- EXERCISES TO COMPLETE -
**a)** In the post on scheduling a productive day, update the passage between "I’m lucky to" and "up (no snooze)", inclusive, so that "daily routine" becomes "weekday routine" throughout.
**b)** In the post on scheduling a productive day, what does the writer do from 6:30 to 8:00 am?

- PAGE -
┌──

How I schedule my day to maximize my productivity and happiness

I’m lucky to be working remotely with Buffer, which gives me the freedom and flexibility to plan however I want my day to be like. Over the past year, I have been trying a daily routine that I feel maximizes my productivity and happiness.

In this post, I would love to share my daily routine and the principles behind it with you. It may or may not work for you but I hope you’ll find something insightful that you can apply to your daily life.

My daily routine

My weekday schedule is generally the same throughout the week. This is how it looks like:


  • 5:30 am: Wake up (no snooze)
  • 5:30 – 6:30 am: Breakfast and read
  • 6:30 – 8:00 am: Exercise
  • 8:00 – 9:00 am: Second breakfast and read


  • 9:00 – 12:00 pm: Focused work (usually replying to important messages and then writing)
  • 12:00 – 1:00 pm: Lunch and read
  • 1:00 – 2:30 pm: Low cognitive load work (such as update blog stats spreadsheet, republishing blog posts onto Medium, etc.)

└──

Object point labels
┌──

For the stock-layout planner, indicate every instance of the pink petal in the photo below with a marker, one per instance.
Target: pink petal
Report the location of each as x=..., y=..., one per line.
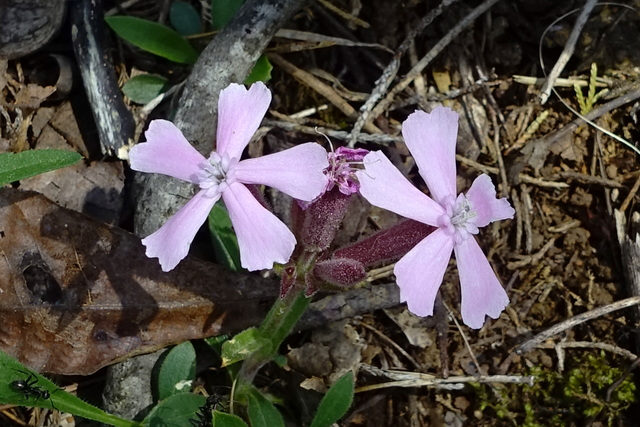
x=482, y=293
x=167, y=152
x=384, y=186
x=263, y=239
x=170, y=244
x=482, y=196
x=297, y=171
x=431, y=139
x=240, y=112
x=419, y=273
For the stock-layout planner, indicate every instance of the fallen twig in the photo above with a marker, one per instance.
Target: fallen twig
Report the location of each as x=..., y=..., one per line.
x=430, y=56
x=383, y=83
x=574, y=321
x=567, y=51
x=419, y=379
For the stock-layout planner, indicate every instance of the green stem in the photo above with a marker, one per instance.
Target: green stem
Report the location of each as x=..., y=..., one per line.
x=279, y=322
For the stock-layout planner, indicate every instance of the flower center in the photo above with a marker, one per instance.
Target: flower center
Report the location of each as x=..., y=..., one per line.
x=215, y=173
x=341, y=172
x=459, y=219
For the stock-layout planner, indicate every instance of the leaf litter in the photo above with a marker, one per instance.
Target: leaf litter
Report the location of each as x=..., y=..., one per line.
x=558, y=258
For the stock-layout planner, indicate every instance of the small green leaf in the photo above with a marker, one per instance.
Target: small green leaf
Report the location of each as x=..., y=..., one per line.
x=11, y=371
x=242, y=346
x=261, y=71
x=177, y=371
x=220, y=419
x=144, y=88
x=175, y=411
x=335, y=403
x=263, y=413
x=17, y=166
x=185, y=18
x=222, y=11
x=225, y=242
x=153, y=37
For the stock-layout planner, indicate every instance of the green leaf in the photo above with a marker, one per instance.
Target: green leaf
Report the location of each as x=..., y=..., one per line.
x=11, y=371
x=220, y=419
x=225, y=242
x=177, y=371
x=263, y=413
x=144, y=88
x=153, y=37
x=17, y=166
x=185, y=18
x=242, y=346
x=335, y=403
x=175, y=411
x=261, y=71
x=222, y=11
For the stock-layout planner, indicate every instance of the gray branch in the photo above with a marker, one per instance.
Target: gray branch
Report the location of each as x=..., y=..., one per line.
x=228, y=59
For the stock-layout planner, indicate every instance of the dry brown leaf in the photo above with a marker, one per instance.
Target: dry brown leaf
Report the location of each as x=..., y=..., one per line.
x=78, y=294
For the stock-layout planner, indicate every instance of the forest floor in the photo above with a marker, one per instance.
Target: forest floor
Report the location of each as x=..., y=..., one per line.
x=560, y=256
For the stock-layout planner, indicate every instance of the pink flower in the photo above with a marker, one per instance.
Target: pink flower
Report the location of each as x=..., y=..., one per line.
x=262, y=238
x=431, y=138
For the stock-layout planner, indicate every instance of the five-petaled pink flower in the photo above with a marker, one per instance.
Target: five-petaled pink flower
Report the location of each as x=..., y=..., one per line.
x=262, y=238
x=431, y=138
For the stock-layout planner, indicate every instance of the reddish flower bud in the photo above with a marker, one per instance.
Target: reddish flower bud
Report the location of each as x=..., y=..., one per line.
x=340, y=271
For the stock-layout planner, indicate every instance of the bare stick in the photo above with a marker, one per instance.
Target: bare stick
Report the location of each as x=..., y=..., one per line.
x=592, y=345
x=430, y=56
x=538, y=149
x=567, y=52
x=383, y=83
x=320, y=87
x=575, y=321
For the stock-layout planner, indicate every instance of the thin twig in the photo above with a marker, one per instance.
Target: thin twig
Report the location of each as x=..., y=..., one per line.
x=430, y=56
x=382, y=139
x=496, y=144
x=383, y=83
x=567, y=51
x=320, y=87
x=534, y=258
x=590, y=179
x=341, y=13
x=539, y=148
x=392, y=343
x=631, y=195
x=456, y=381
x=591, y=345
x=465, y=340
x=574, y=321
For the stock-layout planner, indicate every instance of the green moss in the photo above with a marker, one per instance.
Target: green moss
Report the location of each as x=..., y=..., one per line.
x=561, y=399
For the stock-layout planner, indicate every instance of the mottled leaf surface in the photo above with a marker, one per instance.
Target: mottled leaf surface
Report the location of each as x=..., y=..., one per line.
x=78, y=294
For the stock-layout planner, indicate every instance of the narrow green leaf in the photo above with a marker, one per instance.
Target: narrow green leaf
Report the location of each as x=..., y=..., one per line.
x=11, y=371
x=222, y=11
x=220, y=419
x=335, y=403
x=153, y=37
x=144, y=88
x=242, y=346
x=185, y=18
x=261, y=71
x=263, y=413
x=225, y=242
x=177, y=371
x=175, y=411
x=17, y=166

└──

- WRITTEN ANSWERS -
**a)**
I’m lucky to be working remotely with Buffer, which gives me the freedom and flexibility to plan however I want my day to be like. Over the past year, I have been trying a weekday routine that I feel maximizes my productivity and happiness.

In this post, I would love to share my weekday routine and the principles behind it with you. It may or may not work for you but I hope you’ll find something insightful that you can apply to your daily life.

My weekday routine

My weekday schedule is generally the same throughout the week. This is how it looks like:


  • 5:30 am: Wake up (no snooze)

**b)** Exercise.